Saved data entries
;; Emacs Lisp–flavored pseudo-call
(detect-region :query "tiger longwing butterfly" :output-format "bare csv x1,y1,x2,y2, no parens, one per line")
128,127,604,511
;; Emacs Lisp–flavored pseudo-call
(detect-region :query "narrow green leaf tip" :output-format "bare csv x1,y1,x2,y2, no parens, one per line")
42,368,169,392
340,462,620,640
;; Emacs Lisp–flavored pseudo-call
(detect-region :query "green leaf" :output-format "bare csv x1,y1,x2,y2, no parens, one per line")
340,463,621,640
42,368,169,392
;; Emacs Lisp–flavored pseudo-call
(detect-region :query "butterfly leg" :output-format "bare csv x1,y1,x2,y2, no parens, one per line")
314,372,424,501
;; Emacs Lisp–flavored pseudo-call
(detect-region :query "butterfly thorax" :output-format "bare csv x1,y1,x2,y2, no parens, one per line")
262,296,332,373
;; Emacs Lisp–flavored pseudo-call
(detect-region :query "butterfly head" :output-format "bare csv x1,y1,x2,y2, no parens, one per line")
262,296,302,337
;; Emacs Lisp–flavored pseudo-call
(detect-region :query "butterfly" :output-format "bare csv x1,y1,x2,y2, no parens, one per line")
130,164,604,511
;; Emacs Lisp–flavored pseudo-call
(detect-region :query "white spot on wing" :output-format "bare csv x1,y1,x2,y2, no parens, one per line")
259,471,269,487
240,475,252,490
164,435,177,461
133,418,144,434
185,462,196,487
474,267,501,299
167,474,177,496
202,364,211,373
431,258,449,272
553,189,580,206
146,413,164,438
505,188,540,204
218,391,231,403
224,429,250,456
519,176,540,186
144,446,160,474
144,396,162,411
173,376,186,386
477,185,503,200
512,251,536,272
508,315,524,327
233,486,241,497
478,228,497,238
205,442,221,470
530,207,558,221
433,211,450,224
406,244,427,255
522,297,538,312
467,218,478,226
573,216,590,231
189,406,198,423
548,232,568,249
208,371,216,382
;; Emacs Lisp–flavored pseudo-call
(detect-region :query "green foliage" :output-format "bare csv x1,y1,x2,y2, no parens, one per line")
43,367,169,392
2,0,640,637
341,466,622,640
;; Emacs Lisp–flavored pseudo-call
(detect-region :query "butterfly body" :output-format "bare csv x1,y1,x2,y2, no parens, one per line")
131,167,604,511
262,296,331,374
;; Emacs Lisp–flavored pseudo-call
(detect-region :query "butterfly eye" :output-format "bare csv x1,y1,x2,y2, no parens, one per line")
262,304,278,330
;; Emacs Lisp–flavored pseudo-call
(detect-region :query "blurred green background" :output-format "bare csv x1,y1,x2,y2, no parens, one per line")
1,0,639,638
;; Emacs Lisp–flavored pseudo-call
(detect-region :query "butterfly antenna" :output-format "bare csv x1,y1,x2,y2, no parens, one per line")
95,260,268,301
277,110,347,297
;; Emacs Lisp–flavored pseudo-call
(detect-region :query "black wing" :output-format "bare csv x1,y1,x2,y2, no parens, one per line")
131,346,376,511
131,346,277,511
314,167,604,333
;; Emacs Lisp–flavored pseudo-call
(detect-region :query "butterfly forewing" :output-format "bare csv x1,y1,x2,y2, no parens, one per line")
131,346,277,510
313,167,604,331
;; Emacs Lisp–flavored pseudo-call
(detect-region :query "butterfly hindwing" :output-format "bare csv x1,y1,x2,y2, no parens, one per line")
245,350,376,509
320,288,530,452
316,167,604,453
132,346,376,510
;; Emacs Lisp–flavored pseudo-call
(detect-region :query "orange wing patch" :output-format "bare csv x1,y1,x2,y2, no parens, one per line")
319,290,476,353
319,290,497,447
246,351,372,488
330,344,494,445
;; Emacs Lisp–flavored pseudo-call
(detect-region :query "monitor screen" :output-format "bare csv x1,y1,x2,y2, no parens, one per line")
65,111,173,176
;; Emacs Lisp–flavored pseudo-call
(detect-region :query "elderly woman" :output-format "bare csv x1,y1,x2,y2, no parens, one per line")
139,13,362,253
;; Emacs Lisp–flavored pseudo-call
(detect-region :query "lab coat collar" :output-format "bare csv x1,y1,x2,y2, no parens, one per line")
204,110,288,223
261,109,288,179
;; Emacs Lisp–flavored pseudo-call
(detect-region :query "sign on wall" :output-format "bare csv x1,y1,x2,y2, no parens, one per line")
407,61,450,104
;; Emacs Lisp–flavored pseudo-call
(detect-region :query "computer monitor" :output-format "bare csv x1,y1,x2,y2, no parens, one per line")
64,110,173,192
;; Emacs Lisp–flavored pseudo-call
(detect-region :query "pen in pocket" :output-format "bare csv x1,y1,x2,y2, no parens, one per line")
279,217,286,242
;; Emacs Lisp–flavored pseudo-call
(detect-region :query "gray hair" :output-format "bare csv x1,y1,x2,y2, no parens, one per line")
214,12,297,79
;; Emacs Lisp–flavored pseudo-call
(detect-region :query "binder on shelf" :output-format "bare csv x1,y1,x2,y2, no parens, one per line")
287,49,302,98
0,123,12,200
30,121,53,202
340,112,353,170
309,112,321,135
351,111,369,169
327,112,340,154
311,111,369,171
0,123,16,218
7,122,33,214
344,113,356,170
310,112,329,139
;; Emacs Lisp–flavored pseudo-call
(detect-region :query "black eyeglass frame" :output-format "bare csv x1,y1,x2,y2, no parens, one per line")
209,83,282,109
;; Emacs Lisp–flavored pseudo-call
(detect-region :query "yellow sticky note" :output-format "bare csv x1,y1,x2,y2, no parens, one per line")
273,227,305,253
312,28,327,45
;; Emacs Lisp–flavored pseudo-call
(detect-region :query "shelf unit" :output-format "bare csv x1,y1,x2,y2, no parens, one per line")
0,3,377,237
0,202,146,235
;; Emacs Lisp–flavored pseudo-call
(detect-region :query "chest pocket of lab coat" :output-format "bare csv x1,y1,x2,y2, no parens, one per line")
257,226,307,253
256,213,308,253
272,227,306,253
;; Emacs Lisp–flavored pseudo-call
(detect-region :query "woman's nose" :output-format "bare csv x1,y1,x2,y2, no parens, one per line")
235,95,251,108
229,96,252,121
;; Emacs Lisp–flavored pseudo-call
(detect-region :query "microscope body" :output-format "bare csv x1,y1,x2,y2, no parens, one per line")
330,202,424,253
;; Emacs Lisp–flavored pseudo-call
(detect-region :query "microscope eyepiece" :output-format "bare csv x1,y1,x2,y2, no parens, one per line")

__TASK ITEM__: From the first line to the last, transcribe the data exactly.

__ANSWER SPACE__:
;; Emacs Lisp–flavored pseudo-call
(detect-region :query "tiger longwing butterfly" :output-format "bare csv x1,y1,x2,y2, no parens, one per line")
128,127,604,511
;; Emacs Lisp–flavored pseudo-call
(detect-region :query "narrow green leaf tip" :output-format "bare csv x1,y1,x2,y2, no parens, one per line")
42,368,169,392
340,462,620,640
;; Emacs Lisp–flavored pseudo-call
(detect-region :query "green leaf" :output-format "bare csv x1,y1,x2,y2, no parens, one per line")
340,463,621,640
42,368,169,392
;; Emacs Lisp–flavored pseudo-call
(detect-region :query "butterfly leg" :output-format "bare csv x1,y1,x2,y2, no parens, one per line")
314,372,424,501
;; Emacs Lisp–flavored pseudo-call
(detect-region :query "butterfly thorax" :output-format "bare csv x1,y1,x2,y2, no parens, one per line")
262,296,332,373
;; Emacs Lisp–flavored pseudo-call
(detect-region :query "butterfly head" :output-format "bare csv x1,y1,x2,y2, no parens, one per line")
262,296,302,337
;; Emacs Lisp–flavored pseudo-call
(detect-region :query "butterfly" :output-format "bare csv x1,y1,x2,y2, no parens, one per line")
130,164,604,511
;; Emacs Lisp–flavored pseudo-call
(detect-region :query "white spot on wing" :output-format "bare csv x1,y1,x2,y2, no parens, one per line")
259,471,269,487
240,475,252,490
164,435,177,461
133,418,144,434
185,462,196,487
474,267,501,299
167,474,177,496
202,364,211,373
431,258,449,272
553,189,580,206
146,413,164,438
505,188,540,204
218,391,231,403
224,429,250,456
519,176,540,186
144,446,160,474
144,396,162,411
173,376,186,386
477,185,503,200
512,251,536,272
508,315,524,327
233,486,241,497
478,228,497,238
205,442,221,470
530,207,558,221
433,211,450,224
406,244,427,255
522,297,538,312
467,218,478,226
573,216,590,231
189,406,198,423
548,232,568,249
208,371,216,382
;; Emacs Lisp–flavored pseudo-call
(detect-region :query "green foliage" :output-format "bare csv x1,y1,x2,y2, no parens, one per line")
43,367,169,392
2,0,640,637
341,466,622,640
;; Emacs Lisp–flavored pseudo-call
(detect-region :query "butterfly body" :output-format "bare csv x1,y1,x2,y2, no parens, one per line")
131,167,604,511
262,296,331,374
;; Emacs Lisp–flavored pseudo-call
(detect-region :query "butterfly eye" :output-format "bare csv x1,y1,x2,y2, no parens, one per line")
262,304,278,330
;; Emacs Lisp–flavored pseudo-call
(detect-region :query "blurred green background" :output-format "bare csv x1,y1,x2,y2, no parens, one per line")
1,0,639,638
;; Emacs Lisp–flavored pseudo-call
(detect-region :query "butterfly antenna" :output-format "bare csv x1,y1,x2,y2, no parens, one per line")
95,260,268,301
277,110,347,297
;; Emacs Lisp–flavored pseudo-call
(detect-region :query "black wing" :output-format "bare csv x1,y1,x2,y2, no parens, one per line")
131,346,376,511
131,346,277,511
314,167,604,333
;; Emacs Lisp–flavored pseudo-call
(detect-region :query "butterfly forewing" :output-format "bare csv x1,y1,x2,y2, no parens, one per line")
131,346,277,510
313,167,604,331
;; Emacs Lisp–flavored pseudo-call
(detect-region :query "butterfly hindwing" :output-format "bare csv x1,y1,x2,y2, no parens, one per line")
245,350,376,509
320,288,530,452
316,167,604,453
132,346,376,510
;; Emacs Lisp–flavored pseudo-call
(detect-region :query "orange wing patch" :output-format "bare csv x1,y1,x2,y2, no parens, one per line")
319,290,476,353
319,290,497,447
246,351,372,488
330,344,494,445
;; Emacs Lisp–flavored pseudo-call
(detect-region :query "monitor screen" :output-format "bare csv x1,y1,x2,y2, no parens, one per line")
65,111,173,176
;; Emacs Lisp–flavored pseudo-call
(detect-region :query "elderly woman" :output-format "bare csv x1,y1,x2,y2, no parens, one per line")
139,13,362,253
;; Emacs Lisp–flavored pseudo-call
(detect-region :query "lab coat collar" :output-format "bare csv x1,y1,x2,y2, no parens, one per line")
204,110,288,223
261,109,288,179
;; Emacs Lisp–flavored pseudo-call
(detect-region :query "sign on wall" :output-format "bare csv x1,y1,x2,y2, no parens, one per line")
407,61,450,104
;; Emacs Lisp–flavored pseudo-call
(detect-region :query "computer monitor" :output-format "bare csv x1,y1,x2,y2, no parens, one per line")
64,110,173,192
;; Emacs Lisp–flavored pseudo-call
(detect-region :query "pen in pocket" :output-format "bare csv x1,y1,x2,y2, no parens, one per line")
279,217,286,242
;; Emacs Lisp–flavored pseudo-call
(detect-region :query "gray hair" :output-format "bare csv x1,y1,x2,y2, no parens, one per line")
214,12,297,79
;; Emacs Lisp–flavored pseudo-call
(detect-region :query "binder on shelf" :output-format "bare csv x1,y1,x2,y2, no parens, one per line")
287,49,302,98
0,123,12,200
30,121,53,202
340,112,353,170
309,112,321,135
351,111,369,169
327,112,340,154
311,111,369,171
0,123,16,218
7,122,33,214
344,113,356,170
310,112,329,139
;; Emacs Lisp–flavored pseudo-call
(detect-region :query "black eyeglass frame" :output-format "bare csv x1,y1,x2,y2, no parens, one per line")
209,83,282,109
;; Emacs Lisp–flavored pseudo-call
(detect-region :query "yellow sticky note" :output-format "bare csv x1,y1,x2,y2, no parens, one per line")
273,227,305,253
312,28,327,45
;; Emacs Lisp–flavored pseudo-call
(detect-region :query "shelf unit" :output-format "bare csv x1,y1,x2,y2, no parens, one per line")
0,3,377,237
0,202,146,235
;; Emacs Lisp–flavored pseudo-call
(detect-region :query "chest pocket of lab coat" :output-format "bare csv x1,y1,x2,y2, no parens, one per line")
257,226,307,253
256,213,308,253
272,227,306,253
;; Emacs Lisp–flavored pseudo-call
(detect-region :query "woman's nose" :output-format "bare csv x1,y1,x2,y2, no parens, one per line")
235,95,251,108
229,96,252,121
;; Emacs Lisp–flavored pseudo-call
(detect-region :query "microscope body" :output-format "bare csv x1,y1,x2,y2, no parens, one per line")
330,202,424,253
;; Emacs Lisp–flavored pseudo-call
(detect-region :query "microscope eyepiece" :output-format "bare csv x1,y1,x2,y2, no parens, one per line")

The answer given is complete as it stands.